__Provided passage__
More tariffs? On Thursday evening, Trump ordered officials to consider slapping $100 billion in additional tariffs. “In light of China’s unfair retaliation, I have instructed the USTR [U.S. Trade Representative] to consider whether $100 billion of additional tariffs would be appropriate under section 301 and, if so, to identify the products upon which to impose such tariffs,” Trump said in a statement.

 

On the other hand: During the day, White House aides sought to ease concerns over tariffs announced by the U.S. and China, playing down the potential economic harms.

Minutes before Trump’s tweet, his new economic adviser, Larry Kudlow, tried to soothe those fears. 

“Technically, both countries have just proposed tariffs. Nothing’s been enacted,” he told reporters at the White House. “I think that’s an important point. Nothing around the corner. There’s going to be a big discussion about it.”

White House trade adviser Peter Navarro also tried to quell rising concerns among U.S. farmers by vowing that the Trump administration will protect them from harm in the global tariffs fight.

Big Ag worries: U.S. agriculture has expressed increasing frustration about President Trump’s trade policies and is urging him to avoid slapping sweeping tariffs on Chinese exports over fears that Beijing would retaliate against their products.

“We will do everything that we can to help them,” Navarro said on CNBC about farmers. 

“It’s unfortunate rather than China simply negotiating these things that they do fairly that they’re basically responding to our legitimate defense with a tax on American farmers,” he said.

China targeted major U.S. agricultural exports with tariffs among the hundreds of other products targets, stoking fears among American farmers.

Agriculture Secretary Sonny Perdue, who has expressed support for the tariffs, said the president asked him to assure farmers that the “we’re not going to allow them to be the casualties if this trade dispute escalates.”

After China announced its proposed U.S. soybean tariff, the American Soybean Association (ASA) again expressed its “extreme frustration” about the escalation of a trade war with the largest customer of U.S. soybeans.

__Supplied information__
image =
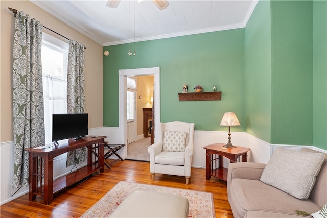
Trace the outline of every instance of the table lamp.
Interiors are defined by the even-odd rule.
[[[231,135],[231,133],[230,133],[230,127],[241,126],[235,113],[232,112],[226,112],[225,113],[223,118],[221,119],[221,122],[220,122],[220,126],[228,127],[228,143],[224,145],[224,147],[230,148],[236,148],[231,144],[231,138],[230,137],[230,135]]]

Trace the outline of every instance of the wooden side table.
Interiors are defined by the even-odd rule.
[[[203,147],[206,150],[205,178],[207,180],[209,180],[211,176],[213,176],[222,180],[227,181],[228,169],[224,168],[223,157],[230,160],[231,163],[234,163],[241,156],[242,162],[247,162],[247,152],[250,150],[249,148],[236,146],[236,148],[226,148],[223,147],[224,144],[216,143]],[[217,155],[218,155],[218,158]]]

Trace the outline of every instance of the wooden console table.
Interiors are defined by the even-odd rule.
[[[224,168],[223,157],[230,160],[231,163],[234,163],[237,162],[237,159],[241,156],[242,162],[247,162],[247,152],[250,151],[249,148],[235,146],[236,148],[226,148],[223,147],[224,144],[225,144],[216,143],[203,147],[206,150],[205,178],[207,180],[209,180],[211,176],[213,176],[222,180],[227,181],[228,169]],[[218,155],[218,158],[217,155]]]
[[[49,148],[38,147],[25,149],[29,152],[29,200],[32,201],[37,195],[43,196],[44,204],[49,204],[53,194],[100,169],[104,171],[104,139],[107,136],[87,136],[85,139],[69,139],[68,143],[53,146]],[[53,158],[59,155],[79,148],[87,147],[87,165],[53,181]],[[42,148],[42,147],[41,147]],[[94,163],[92,154],[98,157]],[[38,157],[44,160],[44,175],[38,172]],[[40,166],[42,168],[42,166]],[[43,183],[43,184],[42,184]]]

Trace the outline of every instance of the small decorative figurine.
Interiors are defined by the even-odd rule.
[[[183,93],[186,93],[188,92],[188,88],[187,88],[187,84],[185,86],[185,84],[184,84],[183,85]]]
[[[195,88],[194,88],[194,90],[196,92],[201,92],[201,91],[203,91],[203,88],[202,88],[200,85],[198,85],[197,86],[195,86]]]

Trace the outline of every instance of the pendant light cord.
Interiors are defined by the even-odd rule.
[[[136,35],[136,1],[134,2],[134,55],[136,55],[136,50],[135,49],[135,41]]]

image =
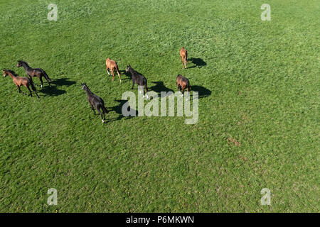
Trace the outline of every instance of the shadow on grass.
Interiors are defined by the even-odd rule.
[[[124,75],[126,77],[123,78],[122,77],[121,80],[126,81],[126,80],[130,80],[131,79],[131,73],[130,72],[126,72],[126,70],[119,70],[119,72],[120,73],[120,75]]]
[[[207,65],[207,63],[204,60],[198,57],[191,57],[189,59],[189,61],[191,61],[191,63],[194,64],[194,65],[188,67],[187,69],[192,69],[196,67],[201,68],[203,66]]]
[[[48,86],[43,87],[43,88],[39,91],[39,92],[43,93],[46,95],[56,96],[66,93],[65,90],[59,89],[58,87],[59,86],[71,86],[75,84],[76,82],[75,81],[69,80],[69,78],[60,78],[53,80],[50,84],[55,84],[55,86]]]
[[[199,93],[199,99],[208,97],[211,95],[211,91],[202,86],[193,85],[191,86],[191,91],[198,92]]]
[[[124,118],[127,120],[127,119],[132,118],[134,117],[134,116],[124,116],[122,115],[122,106],[126,102],[127,102],[128,100],[117,100],[116,99],[114,101],[119,102],[119,104],[115,106],[111,107],[111,108],[107,107],[107,110],[109,111],[114,111],[114,112],[116,112],[117,114],[119,114],[119,116],[117,118],[115,118],[107,120],[107,122],[112,122],[112,121],[119,121],[119,120],[122,119],[123,118]],[[128,111],[130,111],[130,106],[129,106]],[[136,116],[138,116],[138,111],[137,111],[137,110],[135,110],[134,109],[132,109],[131,111],[135,111]]]
[[[57,86],[52,86],[51,87],[48,86],[43,87],[42,89],[39,91],[39,92],[43,93],[46,95],[56,96],[65,94],[67,92],[63,89],[58,89]]]
[[[149,88],[149,90],[152,90],[156,93],[159,93],[159,95],[160,96],[161,95],[161,92],[174,92],[173,90],[171,90],[171,89],[169,89],[168,87],[166,87],[166,86],[164,86],[164,84],[162,81],[156,81],[156,82],[151,82],[151,83],[154,84],[155,85],[150,87]]]
[[[57,86],[71,86],[75,84],[75,81],[69,80],[69,78],[60,78],[53,80],[51,84]]]

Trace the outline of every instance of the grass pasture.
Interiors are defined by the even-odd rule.
[[[23,60],[53,85],[38,99],[1,77],[0,211],[319,211],[319,1],[55,0],[57,21],[50,3],[0,0],[0,67],[25,76]],[[128,64],[151,90],[188,77],[198,123],[122,116]],[[112,110],[107,123],[81,82]]]

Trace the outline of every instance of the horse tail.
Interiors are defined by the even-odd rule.
[[[33,82],[32,81],[31,77],[27,77],[28,78],[28,82],[29,82],[30,86],[31,87],[31,89],[34,91],[36,92],[37,89],[36,89],[36,87],[34,87],[33,84]]]
[[[104,114],[108,114],[109,113],[108,110],[107,109],[107,108],[105,108],[104,104],[101,105],[101,108],[102,109],[102,111],[103,111]]]
[[[186,86],[187,86],[187,91],[190,92],[190,84],[189,84],[189,80],[188,79],[187,80]]]
[[[146,92],[148,92],[148,86],[146,85],[146,79],[144,78],[144,88],[146,89]]]
[[[42,72],[43,73],[43,77],[45,77],[46,79],[48,79],[48,81],[50,82],[52,80],[49,78],[49,76],[45,72],[45,70],[42,70]]]
[[[117,64],[117,63],[116,63],[116,70],[117,70],[117,72],[119,74],[120,74],[120,73],[119,72],[119,67],[118,67],[118,64]]]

__Objective 1__
In the tariff passage:
(a) What dollar amount of additional tariffs did Trump tell officials to consider?
(b) What role does the tariff passage give Larry Kudlow?
(c) Which group expressed "extreme frustration" after China announced its proposed soybean tariff?
__Objective 2__
According to the tariff passage, why is U.S. agriculture urging Trump to avoid sweeping tariffs on Chinese exports?
The listing comes from a separate source and is unrelated to the tariff passage.

__Finished answer 1__
(a) $100 billion
(b) Trump's new economic adviser
(c) The American Soybean Association (ASA)

__Finished answer 2__
U.S. agriculture fears that Beijing would retaliate against its products. China had already targeted major U.S. agricultural exports with tariffs, which stoked those fears among American farmers.